→ Exercise input

.....

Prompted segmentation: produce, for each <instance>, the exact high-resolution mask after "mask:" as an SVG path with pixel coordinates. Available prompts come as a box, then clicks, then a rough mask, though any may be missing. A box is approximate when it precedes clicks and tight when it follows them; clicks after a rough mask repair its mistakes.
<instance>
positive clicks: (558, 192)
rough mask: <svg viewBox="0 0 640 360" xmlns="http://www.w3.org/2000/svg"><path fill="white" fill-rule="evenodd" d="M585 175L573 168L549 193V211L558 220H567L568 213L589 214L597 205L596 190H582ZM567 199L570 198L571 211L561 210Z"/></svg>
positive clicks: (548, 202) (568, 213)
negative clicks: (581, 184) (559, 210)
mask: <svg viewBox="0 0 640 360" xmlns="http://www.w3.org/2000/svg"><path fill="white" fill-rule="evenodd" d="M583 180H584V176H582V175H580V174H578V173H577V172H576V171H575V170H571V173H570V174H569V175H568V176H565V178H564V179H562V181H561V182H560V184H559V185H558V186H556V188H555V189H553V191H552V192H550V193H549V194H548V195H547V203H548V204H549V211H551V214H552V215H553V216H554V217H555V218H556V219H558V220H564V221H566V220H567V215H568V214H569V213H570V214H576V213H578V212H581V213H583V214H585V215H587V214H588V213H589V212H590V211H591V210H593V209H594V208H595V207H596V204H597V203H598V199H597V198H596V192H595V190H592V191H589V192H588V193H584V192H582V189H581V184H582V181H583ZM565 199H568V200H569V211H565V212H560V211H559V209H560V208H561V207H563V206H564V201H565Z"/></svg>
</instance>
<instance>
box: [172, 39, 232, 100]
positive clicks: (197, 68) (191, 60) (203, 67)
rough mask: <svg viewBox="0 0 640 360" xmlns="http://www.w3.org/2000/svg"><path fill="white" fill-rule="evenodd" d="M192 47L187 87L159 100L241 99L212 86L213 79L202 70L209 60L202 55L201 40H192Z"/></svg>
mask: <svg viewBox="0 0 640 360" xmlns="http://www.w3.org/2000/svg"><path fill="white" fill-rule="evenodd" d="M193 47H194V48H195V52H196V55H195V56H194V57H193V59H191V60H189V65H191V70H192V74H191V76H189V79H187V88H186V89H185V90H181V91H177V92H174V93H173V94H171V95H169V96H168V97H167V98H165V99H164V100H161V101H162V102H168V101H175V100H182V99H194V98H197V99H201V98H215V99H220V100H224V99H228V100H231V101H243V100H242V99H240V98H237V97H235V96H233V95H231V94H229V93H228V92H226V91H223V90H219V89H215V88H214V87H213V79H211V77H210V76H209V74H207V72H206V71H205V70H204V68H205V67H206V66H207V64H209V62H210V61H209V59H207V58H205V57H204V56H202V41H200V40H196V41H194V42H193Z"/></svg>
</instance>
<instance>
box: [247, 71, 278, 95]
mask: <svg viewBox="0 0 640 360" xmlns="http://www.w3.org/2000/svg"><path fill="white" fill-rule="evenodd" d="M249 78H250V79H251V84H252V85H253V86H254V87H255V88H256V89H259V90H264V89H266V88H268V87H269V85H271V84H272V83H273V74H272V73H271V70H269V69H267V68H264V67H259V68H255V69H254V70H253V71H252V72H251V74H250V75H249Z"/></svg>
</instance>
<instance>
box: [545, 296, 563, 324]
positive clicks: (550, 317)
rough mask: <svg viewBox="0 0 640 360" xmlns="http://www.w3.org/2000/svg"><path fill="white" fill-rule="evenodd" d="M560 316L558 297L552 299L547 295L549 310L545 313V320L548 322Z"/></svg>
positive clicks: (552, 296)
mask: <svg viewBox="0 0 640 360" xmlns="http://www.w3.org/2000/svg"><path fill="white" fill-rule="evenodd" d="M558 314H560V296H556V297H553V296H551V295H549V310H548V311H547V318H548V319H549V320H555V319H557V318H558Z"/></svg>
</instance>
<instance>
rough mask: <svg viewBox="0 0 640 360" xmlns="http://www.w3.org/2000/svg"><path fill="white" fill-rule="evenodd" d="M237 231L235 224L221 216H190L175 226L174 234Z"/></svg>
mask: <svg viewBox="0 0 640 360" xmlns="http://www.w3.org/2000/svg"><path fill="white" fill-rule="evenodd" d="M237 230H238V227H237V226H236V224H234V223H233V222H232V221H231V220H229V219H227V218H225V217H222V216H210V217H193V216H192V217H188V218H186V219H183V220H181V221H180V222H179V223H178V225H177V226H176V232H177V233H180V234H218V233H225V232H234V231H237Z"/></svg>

.....

→ Problem description
Please recast the material above, from its first line through the line holding "positive clicks: (548, 202) (568, 213)", both included, as a Markdown table with the columns Row and Line, leaving out blank lines.

→ Answer section
| Row | Line |
|---|---|
| 1 | Prompted segmentation: produce, for each <instance>, the exact high-resolution mask after "mask:" as an SVG path with pixel coordinates. Available prompts come as a box, then clicks, then a rough mask, though any may be missing. A box is approximate when it precedes clicks and tight when it follows them; clicks after a rough mask repair its mistakes. |
| 2 | <instance> |
| 3 | positive clicks: (558, 192) |
| 4 | rough mask: <svg viewBox="0 0 640 360" xmlns="http://www.w3.org/2000/svg"><path fill="white" fill-rule="evenodd" d="M585 175L573 168L549 193V211L558 220H567L568 213L589 214L597 205L596 190H582ZM567 199L570 198L571 211L561 210Z"/></svg> |
| 5 | positive clicks: (548, 202) (568, 213) |